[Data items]
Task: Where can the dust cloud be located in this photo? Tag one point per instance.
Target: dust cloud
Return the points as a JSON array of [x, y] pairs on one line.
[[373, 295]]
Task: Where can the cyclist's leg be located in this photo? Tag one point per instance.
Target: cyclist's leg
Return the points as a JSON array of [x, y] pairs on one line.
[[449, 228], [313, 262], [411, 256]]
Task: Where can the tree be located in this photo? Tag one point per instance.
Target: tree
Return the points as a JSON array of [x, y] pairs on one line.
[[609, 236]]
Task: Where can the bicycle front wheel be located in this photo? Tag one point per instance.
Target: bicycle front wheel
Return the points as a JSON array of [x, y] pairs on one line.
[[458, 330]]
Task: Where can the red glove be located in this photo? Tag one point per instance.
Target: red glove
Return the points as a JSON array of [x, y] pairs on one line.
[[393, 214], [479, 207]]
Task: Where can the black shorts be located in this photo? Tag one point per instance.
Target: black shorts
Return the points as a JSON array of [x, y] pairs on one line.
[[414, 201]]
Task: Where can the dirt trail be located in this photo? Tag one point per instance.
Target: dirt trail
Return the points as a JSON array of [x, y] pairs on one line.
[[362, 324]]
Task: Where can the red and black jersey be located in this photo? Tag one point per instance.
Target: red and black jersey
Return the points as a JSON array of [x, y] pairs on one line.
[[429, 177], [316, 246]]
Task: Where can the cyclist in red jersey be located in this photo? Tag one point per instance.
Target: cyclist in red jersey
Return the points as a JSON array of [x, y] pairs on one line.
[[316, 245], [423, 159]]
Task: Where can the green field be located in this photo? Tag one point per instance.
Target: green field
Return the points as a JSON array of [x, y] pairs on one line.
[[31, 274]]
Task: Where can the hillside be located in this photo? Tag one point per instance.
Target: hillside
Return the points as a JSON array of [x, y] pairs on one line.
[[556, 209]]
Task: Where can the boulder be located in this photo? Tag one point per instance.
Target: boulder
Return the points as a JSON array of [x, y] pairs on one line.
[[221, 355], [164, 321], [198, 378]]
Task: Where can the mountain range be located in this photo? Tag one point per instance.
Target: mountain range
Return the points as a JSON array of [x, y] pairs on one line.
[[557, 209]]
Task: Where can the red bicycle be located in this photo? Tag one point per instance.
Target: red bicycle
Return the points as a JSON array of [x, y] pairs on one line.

**Activity:** Only lines that include "mountain" belong in the answer; return them from the entries above.

**Task result:**
Task: Where can the mountain range be located in this photo? Tag one point per instance.
Target: mountain range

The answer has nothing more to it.